→ SOURCE DOCUMENT:
The application is conceded by the respondent plaintiff and properly so to be an application effectively pursuant to rule 302 of the Uniform Civil Procedure Rules. That enlivens a wide – that empowers a wide jurisdiction of the Court to set aside or vary a judgment given on application under this part against a party who did not appear. There are two limbs to the exercise of the discretion under rule 302. The first is an explanation or reasonable excuse for failing to appear, and the second is that the defendant discloses an arguable defence which enlivens a basis on which the judgment – the summary judgment cannot be maintained. It is conceded and, again, a proper concession, and I find that that first limb is satisfied, albeit an unusual set of circumstances – set of circumstances. I accept the defendants have a reasonable excuse for failing to appear on the hearing of the application for the summary judgment on 16 October 2018.

[A block of data]
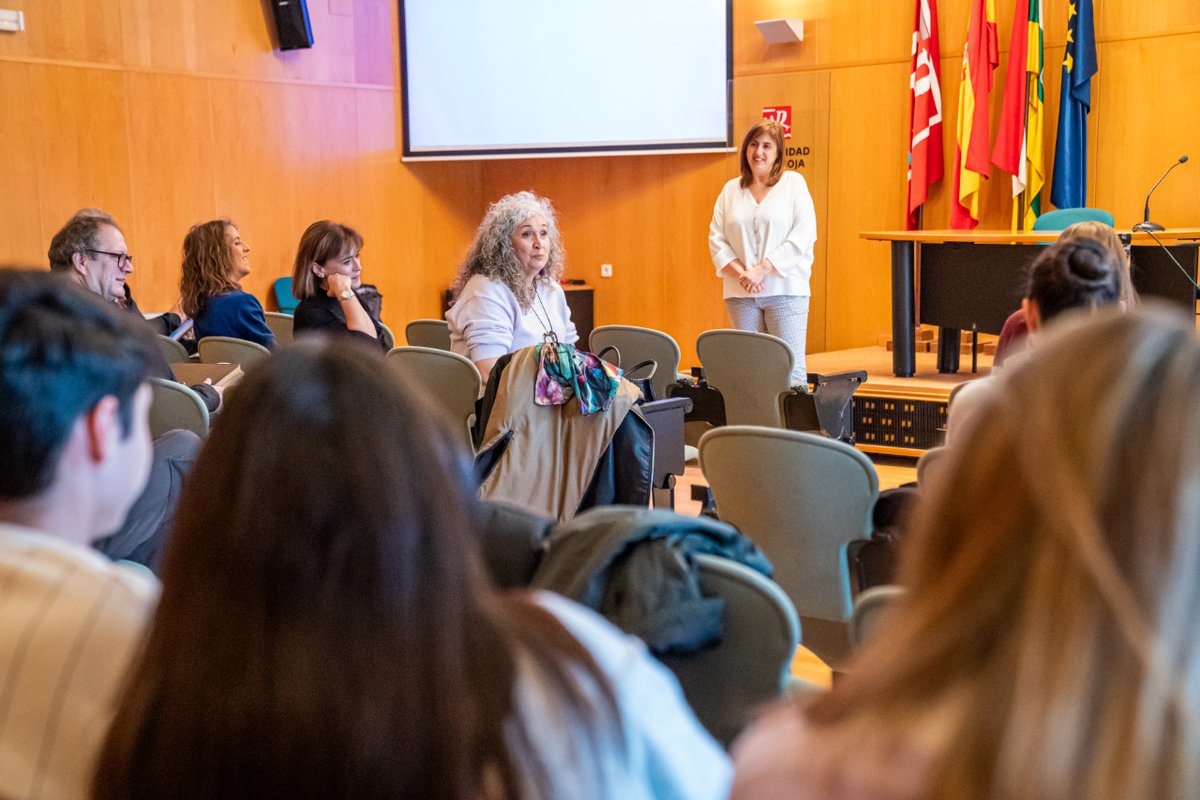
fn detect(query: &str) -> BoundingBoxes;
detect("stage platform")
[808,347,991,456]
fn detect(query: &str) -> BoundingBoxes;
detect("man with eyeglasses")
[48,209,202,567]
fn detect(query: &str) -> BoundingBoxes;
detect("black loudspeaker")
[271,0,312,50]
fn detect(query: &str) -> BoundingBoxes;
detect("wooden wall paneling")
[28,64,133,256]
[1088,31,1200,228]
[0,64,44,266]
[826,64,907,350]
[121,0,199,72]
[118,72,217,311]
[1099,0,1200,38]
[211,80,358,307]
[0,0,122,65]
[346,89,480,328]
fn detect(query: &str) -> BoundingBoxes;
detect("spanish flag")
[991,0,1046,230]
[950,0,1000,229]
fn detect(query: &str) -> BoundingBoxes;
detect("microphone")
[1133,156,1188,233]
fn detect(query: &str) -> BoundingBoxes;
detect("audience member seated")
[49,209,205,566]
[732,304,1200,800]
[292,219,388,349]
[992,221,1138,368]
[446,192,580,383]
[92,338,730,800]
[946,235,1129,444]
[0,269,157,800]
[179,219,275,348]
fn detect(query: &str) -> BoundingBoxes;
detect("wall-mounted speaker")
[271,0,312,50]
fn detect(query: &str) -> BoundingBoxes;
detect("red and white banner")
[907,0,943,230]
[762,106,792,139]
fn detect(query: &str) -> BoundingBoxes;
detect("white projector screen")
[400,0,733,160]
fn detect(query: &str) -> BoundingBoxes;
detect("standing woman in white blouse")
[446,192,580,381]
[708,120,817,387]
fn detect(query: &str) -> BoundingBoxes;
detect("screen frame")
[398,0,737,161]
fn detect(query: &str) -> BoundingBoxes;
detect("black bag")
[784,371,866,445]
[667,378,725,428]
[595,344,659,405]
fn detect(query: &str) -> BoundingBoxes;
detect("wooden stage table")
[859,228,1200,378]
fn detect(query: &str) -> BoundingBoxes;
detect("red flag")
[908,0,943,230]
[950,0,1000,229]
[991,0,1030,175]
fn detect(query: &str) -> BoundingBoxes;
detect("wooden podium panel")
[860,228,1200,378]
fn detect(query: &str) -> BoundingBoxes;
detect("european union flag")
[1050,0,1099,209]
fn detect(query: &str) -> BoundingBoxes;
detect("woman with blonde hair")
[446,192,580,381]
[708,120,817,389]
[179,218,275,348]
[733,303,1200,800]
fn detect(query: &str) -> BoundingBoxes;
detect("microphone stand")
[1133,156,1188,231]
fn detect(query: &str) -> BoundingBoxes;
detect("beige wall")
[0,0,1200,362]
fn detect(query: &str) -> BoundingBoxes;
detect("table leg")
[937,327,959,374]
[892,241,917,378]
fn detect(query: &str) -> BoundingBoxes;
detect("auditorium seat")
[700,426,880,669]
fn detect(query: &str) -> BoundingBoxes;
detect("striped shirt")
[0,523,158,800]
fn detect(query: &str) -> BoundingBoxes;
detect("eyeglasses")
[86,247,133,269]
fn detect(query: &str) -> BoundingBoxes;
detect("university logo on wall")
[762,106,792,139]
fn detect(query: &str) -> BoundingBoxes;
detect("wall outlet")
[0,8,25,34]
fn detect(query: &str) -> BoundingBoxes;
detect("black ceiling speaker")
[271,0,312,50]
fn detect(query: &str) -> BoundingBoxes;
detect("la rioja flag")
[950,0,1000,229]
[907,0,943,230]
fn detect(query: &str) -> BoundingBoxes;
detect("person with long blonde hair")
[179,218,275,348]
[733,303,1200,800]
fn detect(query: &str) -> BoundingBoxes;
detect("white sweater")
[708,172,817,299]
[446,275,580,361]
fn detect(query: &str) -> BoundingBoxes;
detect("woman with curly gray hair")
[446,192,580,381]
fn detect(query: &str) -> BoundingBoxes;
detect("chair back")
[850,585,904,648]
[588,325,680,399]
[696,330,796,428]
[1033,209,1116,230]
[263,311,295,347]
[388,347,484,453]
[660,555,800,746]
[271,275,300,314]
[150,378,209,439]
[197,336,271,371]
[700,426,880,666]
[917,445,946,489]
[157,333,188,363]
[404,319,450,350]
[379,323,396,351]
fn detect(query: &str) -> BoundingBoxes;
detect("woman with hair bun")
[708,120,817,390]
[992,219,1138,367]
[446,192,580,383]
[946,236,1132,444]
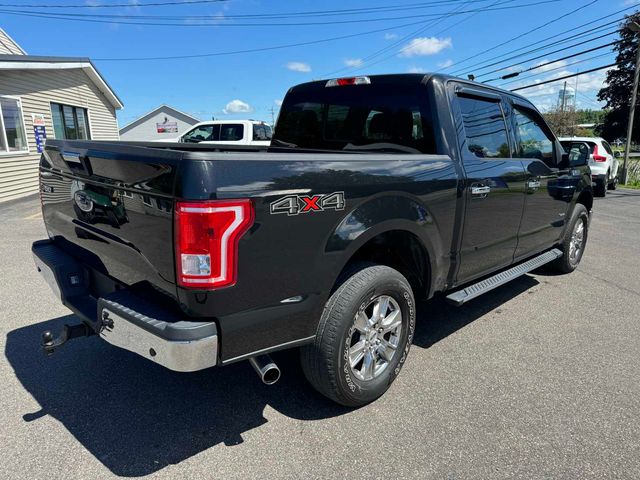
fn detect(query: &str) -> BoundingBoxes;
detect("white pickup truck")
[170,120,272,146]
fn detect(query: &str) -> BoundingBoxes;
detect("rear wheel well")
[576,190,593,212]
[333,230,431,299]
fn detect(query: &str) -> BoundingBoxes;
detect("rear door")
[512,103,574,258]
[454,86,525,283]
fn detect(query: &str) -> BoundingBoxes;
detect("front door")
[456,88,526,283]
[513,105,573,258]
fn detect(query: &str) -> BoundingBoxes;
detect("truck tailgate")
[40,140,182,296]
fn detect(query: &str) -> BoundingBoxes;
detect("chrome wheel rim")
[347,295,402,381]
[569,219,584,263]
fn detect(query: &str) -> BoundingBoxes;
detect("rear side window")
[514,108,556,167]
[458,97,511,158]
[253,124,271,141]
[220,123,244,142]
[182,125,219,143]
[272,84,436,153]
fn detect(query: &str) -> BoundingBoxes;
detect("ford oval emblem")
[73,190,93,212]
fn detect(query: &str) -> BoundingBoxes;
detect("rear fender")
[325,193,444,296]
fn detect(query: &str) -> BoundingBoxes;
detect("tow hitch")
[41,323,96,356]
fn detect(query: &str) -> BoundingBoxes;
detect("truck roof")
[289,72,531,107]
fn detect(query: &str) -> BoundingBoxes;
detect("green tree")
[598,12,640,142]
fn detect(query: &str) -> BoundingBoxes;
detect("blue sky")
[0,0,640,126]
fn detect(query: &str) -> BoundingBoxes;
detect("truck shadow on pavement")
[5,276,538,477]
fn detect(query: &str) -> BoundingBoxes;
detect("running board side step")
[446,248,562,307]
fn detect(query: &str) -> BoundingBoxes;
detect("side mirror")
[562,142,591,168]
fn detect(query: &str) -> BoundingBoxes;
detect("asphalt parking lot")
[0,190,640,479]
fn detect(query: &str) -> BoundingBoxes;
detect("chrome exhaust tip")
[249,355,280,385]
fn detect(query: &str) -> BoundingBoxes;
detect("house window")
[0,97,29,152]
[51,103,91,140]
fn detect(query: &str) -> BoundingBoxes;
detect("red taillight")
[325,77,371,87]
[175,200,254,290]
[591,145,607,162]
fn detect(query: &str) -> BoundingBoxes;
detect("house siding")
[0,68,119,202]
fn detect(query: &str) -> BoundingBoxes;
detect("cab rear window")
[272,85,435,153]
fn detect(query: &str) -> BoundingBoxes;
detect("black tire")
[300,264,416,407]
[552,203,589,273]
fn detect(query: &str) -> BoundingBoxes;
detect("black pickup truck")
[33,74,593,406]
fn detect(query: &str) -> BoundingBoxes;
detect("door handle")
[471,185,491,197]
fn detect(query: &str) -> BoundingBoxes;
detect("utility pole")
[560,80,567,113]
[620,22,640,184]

→ THE TASKS:
1 – Format the records from their start through the line containing "[1133,156,1188,233]" as a JSON list of strings, one string per line, leaving out blank lines and the pictures.
2 – Extend the court's reasoning on the application to set aside the summary judgment, picking up right after its final sentence.

→ TASK RESPONSES:
1 –
[
  "fn detect(query: &str) -> BoundingBoxes;",
  "detect(\"stage platform\")",
  "[808,347,991,456]",
  "fn detect(query: &str) -> BoundingBoxes;",
  "detect(\"man with eyeglasses\")",
  "[48,209,202,567]",
  "fn detect(query: &str) -> BoundingBoxes;",
  "detect(\"black loudspeaker\")",
  "[271,0,312,50]",
  "fn detect(query: &str) -> BoundingBoxes;",
  "detect(\"wooden wall paneling\")",
  "[28,64,133,256]",
  "[1088,31,1200,228]",
  "[0,64,44,266]",
  "[826,64,907,350]",
  "[121,0,199,72]",
  "[118,72,217,311]",
  "[1099,0,1200,38]",
  "[211,80,358,307]",
  "[0,0,122,65]",
  "[346,89,480,328]",
  "fn detect(query: &str) -> BoundingBoxes;",
  "detect(\"spanish flag\")",
  "[991,0,1046,230]",
  "[950,0,1000,229]",
  "fn detect(query: &str) -> BoundingBoxes;",
  "detect(\"microphone\")",
  "[1133,156,1188,233]"
]

2 –
In respect of the second limb, the pleaded case by the plaintiff and the Defence in its current form does not disclose any arguable case against – by the defendants in respect of the pleaded case, and, in fact, as the respondent to the application rightly points out, the affidavit material upon which the defendants seek to rely adopts and confirms the admissions in the notice of defence. The defence is a document which in many respects is non-compliant with the pleading rules of the Uniform Civil Procedure Rules. Be that as it may, it makes admissions which enliven the – entitle it to a summary judgment. The material does not establish on any basis how the judgment cannot be maintained; accordingly, the application to set aside the judgment is dismissed.”
- A number of things may be observed about that.
- First, to the extent that his Honour treated the “two limbs” he refers to as mandatory preconditions to the exercise of the discretion under rule 302, that was an error. The transcript of the hearing supports that construction of his reasons. On an application under rule 302, the Court is required to consider all relevant facts and circumstances. The two “limbs” referred to by the Magistrate, while no doubt highly relevant considerations, were not mandatory preconditions to the favourable exercise of the discretion.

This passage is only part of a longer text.